───── RECORDS SUPPLIED ─────

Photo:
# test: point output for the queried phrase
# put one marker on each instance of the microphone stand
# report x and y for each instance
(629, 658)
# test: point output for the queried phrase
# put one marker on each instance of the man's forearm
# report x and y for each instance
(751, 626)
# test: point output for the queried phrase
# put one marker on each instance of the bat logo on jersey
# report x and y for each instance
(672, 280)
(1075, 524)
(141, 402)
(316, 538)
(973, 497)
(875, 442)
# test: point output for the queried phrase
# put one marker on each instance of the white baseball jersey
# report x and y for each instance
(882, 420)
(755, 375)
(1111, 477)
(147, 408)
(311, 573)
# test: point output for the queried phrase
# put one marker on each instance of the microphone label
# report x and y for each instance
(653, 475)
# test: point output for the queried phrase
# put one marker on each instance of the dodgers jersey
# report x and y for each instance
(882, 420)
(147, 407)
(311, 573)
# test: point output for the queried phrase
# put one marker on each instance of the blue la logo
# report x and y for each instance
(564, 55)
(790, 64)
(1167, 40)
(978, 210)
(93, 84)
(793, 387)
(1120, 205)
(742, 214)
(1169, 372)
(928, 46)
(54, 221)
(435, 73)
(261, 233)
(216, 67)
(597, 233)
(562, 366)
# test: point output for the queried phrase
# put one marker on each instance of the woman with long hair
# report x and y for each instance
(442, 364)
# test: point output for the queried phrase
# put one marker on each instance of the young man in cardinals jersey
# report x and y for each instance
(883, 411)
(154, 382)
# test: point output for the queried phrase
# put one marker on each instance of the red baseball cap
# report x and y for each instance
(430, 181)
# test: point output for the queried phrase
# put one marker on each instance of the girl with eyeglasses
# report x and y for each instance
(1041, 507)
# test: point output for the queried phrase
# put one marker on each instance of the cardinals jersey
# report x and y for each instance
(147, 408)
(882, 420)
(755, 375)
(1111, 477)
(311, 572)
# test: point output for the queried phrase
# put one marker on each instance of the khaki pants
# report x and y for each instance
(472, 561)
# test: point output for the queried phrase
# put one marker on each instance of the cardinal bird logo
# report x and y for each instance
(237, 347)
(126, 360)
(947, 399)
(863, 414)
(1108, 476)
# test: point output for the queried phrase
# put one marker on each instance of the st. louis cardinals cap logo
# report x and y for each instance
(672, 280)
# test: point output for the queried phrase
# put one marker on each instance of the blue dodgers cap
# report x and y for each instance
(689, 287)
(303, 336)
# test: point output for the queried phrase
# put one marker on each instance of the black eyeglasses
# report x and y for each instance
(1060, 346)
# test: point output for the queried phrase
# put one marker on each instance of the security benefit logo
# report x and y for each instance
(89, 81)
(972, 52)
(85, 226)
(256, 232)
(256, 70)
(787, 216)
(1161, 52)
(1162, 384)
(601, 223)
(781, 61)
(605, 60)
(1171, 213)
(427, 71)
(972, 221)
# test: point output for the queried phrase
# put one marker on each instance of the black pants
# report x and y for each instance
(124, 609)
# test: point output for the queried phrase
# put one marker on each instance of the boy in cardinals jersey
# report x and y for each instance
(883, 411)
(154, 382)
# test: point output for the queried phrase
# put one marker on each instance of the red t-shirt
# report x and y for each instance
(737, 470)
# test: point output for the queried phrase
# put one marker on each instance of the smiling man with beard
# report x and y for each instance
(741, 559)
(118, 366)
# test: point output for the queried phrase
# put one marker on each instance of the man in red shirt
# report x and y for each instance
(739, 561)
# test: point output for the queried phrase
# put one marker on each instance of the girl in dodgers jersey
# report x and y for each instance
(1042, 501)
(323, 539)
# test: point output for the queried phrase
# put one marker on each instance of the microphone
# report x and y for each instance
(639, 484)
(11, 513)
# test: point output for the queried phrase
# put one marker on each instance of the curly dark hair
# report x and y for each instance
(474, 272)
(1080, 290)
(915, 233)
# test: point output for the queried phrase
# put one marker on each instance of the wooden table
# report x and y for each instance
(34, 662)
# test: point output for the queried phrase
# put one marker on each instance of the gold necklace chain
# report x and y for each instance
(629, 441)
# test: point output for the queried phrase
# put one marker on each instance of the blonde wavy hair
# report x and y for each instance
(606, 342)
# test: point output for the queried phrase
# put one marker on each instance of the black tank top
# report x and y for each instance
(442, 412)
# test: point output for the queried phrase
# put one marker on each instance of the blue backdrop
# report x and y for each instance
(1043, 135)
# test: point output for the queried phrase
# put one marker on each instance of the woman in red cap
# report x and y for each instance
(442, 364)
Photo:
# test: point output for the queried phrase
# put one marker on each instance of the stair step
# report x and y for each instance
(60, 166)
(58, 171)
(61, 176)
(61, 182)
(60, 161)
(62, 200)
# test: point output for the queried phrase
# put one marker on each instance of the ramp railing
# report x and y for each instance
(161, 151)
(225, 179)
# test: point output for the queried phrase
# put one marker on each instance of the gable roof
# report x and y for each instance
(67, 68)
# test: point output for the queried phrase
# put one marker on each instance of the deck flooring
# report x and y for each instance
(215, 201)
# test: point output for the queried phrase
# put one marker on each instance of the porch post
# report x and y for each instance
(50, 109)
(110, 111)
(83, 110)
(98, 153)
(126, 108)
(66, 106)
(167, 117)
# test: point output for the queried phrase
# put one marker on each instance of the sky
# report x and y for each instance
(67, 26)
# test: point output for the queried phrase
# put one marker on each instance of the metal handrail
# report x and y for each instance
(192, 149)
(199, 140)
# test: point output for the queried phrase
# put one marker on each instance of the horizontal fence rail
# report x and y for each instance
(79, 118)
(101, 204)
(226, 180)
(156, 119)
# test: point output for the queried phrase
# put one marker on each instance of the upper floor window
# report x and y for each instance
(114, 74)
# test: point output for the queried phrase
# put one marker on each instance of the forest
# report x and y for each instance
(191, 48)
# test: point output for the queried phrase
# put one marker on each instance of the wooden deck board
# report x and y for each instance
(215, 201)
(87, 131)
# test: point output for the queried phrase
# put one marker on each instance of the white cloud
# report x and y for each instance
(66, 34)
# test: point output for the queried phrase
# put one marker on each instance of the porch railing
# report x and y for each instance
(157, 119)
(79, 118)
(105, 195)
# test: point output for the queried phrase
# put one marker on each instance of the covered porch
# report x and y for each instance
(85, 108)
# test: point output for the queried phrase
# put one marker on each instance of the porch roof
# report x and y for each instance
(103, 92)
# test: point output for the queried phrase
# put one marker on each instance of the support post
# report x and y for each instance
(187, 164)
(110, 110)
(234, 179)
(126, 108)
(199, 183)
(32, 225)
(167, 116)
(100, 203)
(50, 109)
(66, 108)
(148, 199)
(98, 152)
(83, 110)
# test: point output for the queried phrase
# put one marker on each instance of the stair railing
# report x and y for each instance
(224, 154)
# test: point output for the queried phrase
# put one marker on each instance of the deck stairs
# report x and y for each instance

─────

* [THE PROBLEM]: Within the listing above, find every line containing the string "deck" and return it.

* [TASK RESULT]:
# put one marker on each instance of the deck flooring
# put one marker on each instance of the wooden deck board
# put one marker on each instance of the deck stairs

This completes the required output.